__Verilen metin__.
========

Napoli Körfezi'nde yer alan Herculaneum, M.S. 79 yılında Vezüv Yanardağı'nın patlamasıyla yok olan bir Roma kenti olup tıpkı komşusu Pompeii gibi bu kent de metrelerce kalınlıktaki volkanik kül tabakası tarafından kusursuz bir biçimde korunmuş, Herculaneum vakasında bu tabaka daha sonra taşa dönüşen ve organik kalıntılar dahi korunmuş olan bir lav akıntısıyla kaplanmıştır. Çok katlı binalar, freskler, papirüsler ve iskelet kalıntıları, arkeologların ve tarihçilerin M.S. 1. yüzyılda bir Roma kentinin günlük yaşamını bir araya getirmelerine katkıda bulunan kazı malzemelerinden yalnızca birkaçıdır. Herculaneum, UNESCO tarafından Dünya Mirası Listesi'ne alınmıştır.

========

__Yönerge 1__.
Herculaneum metnine göre şu soruları cevaplayın:
(a) Kent hangi yılda yok olmuştur?
(b) Metinde kentin komşusu olarak hangi kent anılıyor?
(c) Herculaneum'u Dünya Mirası Listesi'ne alan kuruluş hangisidir?
__Yönerge 2__. Herculaneum metninin "Napoli Körfezi'nde yer" ile "Mirası Listesi'ne alınmıştır." arasındaki kısmını, bu iki ifade de dahil olmak üzere, hiç değiştirmeden tekrarlayın.

(Tespit örnekleri)
========

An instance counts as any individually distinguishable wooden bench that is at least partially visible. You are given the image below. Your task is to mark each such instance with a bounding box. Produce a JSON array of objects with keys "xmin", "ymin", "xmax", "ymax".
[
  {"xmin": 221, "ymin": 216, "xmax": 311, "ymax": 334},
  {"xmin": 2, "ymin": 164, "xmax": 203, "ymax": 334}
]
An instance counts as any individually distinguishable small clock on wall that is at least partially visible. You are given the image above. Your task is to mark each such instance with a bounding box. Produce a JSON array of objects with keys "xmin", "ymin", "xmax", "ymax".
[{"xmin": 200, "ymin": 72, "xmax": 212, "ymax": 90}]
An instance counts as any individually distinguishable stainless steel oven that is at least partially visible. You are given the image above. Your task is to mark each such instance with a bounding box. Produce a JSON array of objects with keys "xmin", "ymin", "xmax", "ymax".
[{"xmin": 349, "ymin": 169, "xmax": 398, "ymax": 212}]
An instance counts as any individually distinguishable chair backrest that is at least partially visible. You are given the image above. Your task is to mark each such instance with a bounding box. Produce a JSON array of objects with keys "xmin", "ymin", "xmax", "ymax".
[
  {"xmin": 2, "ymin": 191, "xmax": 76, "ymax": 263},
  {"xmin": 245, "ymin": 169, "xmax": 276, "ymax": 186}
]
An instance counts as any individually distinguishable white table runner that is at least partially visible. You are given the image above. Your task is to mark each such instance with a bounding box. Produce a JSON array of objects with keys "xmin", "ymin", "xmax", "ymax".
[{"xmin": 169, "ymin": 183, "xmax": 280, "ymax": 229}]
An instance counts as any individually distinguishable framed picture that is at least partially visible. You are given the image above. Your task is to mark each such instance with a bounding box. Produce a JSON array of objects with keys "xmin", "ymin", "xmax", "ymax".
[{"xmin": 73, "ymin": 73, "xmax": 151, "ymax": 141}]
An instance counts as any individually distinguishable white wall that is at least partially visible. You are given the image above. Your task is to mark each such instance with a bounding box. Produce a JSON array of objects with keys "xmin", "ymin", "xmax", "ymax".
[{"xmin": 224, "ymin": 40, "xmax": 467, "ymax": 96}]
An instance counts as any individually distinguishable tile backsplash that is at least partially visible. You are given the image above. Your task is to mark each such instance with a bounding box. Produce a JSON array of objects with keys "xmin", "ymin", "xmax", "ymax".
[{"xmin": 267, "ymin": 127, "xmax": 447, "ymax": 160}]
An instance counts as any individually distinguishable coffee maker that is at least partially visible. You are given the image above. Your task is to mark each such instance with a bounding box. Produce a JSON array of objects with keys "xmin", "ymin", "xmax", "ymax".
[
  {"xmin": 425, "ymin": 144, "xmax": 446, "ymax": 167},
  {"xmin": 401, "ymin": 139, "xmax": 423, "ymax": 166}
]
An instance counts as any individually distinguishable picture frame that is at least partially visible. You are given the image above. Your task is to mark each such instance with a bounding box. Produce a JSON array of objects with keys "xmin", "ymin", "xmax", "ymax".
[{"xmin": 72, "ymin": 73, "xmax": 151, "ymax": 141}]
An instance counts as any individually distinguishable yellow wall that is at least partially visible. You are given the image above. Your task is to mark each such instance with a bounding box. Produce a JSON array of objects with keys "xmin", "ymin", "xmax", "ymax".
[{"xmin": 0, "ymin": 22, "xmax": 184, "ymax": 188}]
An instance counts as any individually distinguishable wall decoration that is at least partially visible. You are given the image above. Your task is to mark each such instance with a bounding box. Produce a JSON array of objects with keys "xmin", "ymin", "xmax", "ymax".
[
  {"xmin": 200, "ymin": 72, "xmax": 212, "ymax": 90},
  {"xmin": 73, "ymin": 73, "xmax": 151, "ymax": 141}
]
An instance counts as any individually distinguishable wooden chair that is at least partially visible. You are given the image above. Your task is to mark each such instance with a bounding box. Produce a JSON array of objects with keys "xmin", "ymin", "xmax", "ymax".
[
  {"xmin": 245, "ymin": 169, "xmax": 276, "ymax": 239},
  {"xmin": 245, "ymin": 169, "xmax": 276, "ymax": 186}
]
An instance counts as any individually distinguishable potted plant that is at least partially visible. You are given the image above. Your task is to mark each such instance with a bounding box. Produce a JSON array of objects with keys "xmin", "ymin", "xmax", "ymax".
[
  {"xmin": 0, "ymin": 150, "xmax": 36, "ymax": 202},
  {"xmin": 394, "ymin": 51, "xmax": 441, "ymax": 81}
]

========

__Doğru cevap 1__.
(a) M.S. 79
(b) Pompeii
(c) UNESCO

__Doğru cevap 2__.
Napoli Körfezi'nde yer alan Herculaneum, M.S. 79 yılında Vezüv Yanardağı'nın patlamasıyla yok olan bir Roma kenti olup tıpkı komşusu Pompeii gibi bu kent de metrelerce kalınlıktaki volkanik kül tabakası tarafından kusursuz bir biçimde korunmuş, Herculaneum vakasında bu tabaka daha sonra taşa dönüşen ve organik kalıntılar dahi korunmuş olan bir lav akıntısıyla kaplanmıştır. Çok katlı binalar, freskler, papirüsler ve iskelet kalıntıları, arkeologların ve tarihçilerin M.S. 1. yüzyılda bir Roma kentinin günlük yaşamını bir araya getirmelerine katkıda bulunan kazı malzemelerinden yalnızca birkaçıdır. Herculaneum, UNESCO tarafından Dünya Mirası Listesi'ne alınmıştır.